● **本文**
+ + +

虫歯は老若男女問わず発症するものです。
特に10歳前後の子どもの口内で見られることが多いですが、高齢になっても発症のリスクはあります。
では、高齢の方の虫歯治療には、果たしてどのようなメリット・デメリットがあるのでしょうか?
今回はこちらの点について詳しく解説します。
高齢の方の虫歯治療におけるメリット
高齢の方の中には、体が不自由だったり、外出するのが体力的に辛かったりする方もいるかと思います。
しかし、虫歯が痛む場合は治療を受けなければいけません。
高齢の方の虫歯治療には、痛みなどを軽減できる以外にも、以下のようなメリットがあります。
・認知症予防になる ・誤嚥性肺炎を予防できる ・丈夫な身体づくりにつながる ・消化や吸収が良くなる |
各項目について詳しく説明します。
認知症予防になる
高齢の方の虫歯治療は、認知症予防につながります。
認知症には、アルツハイマー型と脳血管性の2種類があります。
アルツハイマー型認知症は、脳の一部が委縮することにより、物忘れなどが生じる病気です。
一方、脳血管性認知症は、脳の血管障害で起きる脳梗塞や脳出血によって起こる認知症です。
アルツハイマー型認知症を予防するには、食事の際にしっかり噛むことを意識し、刺激を脳に伝達させなければいけません。
そのため、噛むために虫歯を早期に治療することが求められます。
また、脳血管性認知症は脳の血管が硬化することで引き起こされますが、虫歯によって動脈硬化が進行していると発症のリスクが高まります。
したがって、こちらも虫歯を治療して予防につなげることが大切です。
誤嚥性肺炎を予防できる
高齢の方が虫歯治療を受けることで、誤嚥性肺炎の予防にもつながります。

+ + +

上の本文のうち、「しかし、虫歯が痛む場合は治療を受けなければいけません。」から始まって「伝達させなければいけません。」で終わる部分を、一字も変えずに書き写してください。

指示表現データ
+ + +

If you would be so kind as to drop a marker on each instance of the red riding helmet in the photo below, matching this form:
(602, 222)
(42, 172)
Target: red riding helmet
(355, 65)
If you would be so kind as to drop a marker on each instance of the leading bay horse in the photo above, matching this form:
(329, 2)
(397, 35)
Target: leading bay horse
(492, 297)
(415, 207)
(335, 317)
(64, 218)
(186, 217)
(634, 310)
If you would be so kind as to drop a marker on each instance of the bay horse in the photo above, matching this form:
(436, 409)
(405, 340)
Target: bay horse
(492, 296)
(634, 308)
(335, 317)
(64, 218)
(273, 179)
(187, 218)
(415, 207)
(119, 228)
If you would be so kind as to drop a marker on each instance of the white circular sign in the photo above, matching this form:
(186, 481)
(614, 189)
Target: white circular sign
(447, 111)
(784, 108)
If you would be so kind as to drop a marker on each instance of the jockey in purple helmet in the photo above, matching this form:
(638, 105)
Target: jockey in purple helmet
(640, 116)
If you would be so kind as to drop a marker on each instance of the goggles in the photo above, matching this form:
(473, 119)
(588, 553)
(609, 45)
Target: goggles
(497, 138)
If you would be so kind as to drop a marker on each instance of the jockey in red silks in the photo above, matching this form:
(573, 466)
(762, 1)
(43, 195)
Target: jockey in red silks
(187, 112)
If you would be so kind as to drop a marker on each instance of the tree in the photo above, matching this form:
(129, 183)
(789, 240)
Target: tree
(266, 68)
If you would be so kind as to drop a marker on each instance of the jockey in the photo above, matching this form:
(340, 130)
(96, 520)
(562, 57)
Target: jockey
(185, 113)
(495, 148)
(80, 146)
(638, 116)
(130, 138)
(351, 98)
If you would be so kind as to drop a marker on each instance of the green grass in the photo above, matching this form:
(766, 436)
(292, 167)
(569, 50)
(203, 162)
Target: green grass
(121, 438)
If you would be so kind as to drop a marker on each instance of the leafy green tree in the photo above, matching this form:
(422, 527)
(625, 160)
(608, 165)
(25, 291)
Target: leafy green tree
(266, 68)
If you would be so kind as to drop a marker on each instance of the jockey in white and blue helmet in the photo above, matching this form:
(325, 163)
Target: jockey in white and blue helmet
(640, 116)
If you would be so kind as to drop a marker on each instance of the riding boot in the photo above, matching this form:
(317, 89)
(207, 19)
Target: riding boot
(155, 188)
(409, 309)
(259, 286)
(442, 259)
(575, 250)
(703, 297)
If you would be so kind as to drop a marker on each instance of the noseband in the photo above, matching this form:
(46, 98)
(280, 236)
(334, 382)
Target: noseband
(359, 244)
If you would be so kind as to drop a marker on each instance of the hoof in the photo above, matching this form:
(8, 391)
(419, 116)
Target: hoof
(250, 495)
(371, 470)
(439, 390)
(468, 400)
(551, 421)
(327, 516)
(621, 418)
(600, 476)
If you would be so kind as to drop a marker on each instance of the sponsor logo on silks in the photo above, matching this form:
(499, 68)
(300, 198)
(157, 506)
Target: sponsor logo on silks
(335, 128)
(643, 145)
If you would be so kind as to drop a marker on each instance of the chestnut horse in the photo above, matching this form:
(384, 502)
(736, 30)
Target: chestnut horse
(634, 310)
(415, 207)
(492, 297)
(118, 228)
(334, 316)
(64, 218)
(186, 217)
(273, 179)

+ + +

● **解答**
しかし、虫歯が痛む場合は治療を受けなければいけません。
高齢の方の虫歯治療には、痛みなどを軽減できる以外にも、以下のようなメリットがあります。
・認知症予防になる ・誤嚥性肺炎を予防できる ・丈夫な身体づくりにつながる ・消化や吸収が良くなる |
各項目について詳しく説明します。
認知症予防になる
高齢の方の虫歯治療は、認知症予防につながります。
認知症には、アルツハイマー型と脳血管性の2種類があります。
アルツハイマー型認知症は、脳の一部が委縮することにより、物忘れなどが生じる病気です。
一方、脳血管性認知症は、脳の血管障害で起きる脳梗塞や脳出血によって起こる認知症です。
アルツハイマー型認知症を予防するには、食事の際にしっかり噛むことを意識し、刺激を脳に伝達させなければいけません。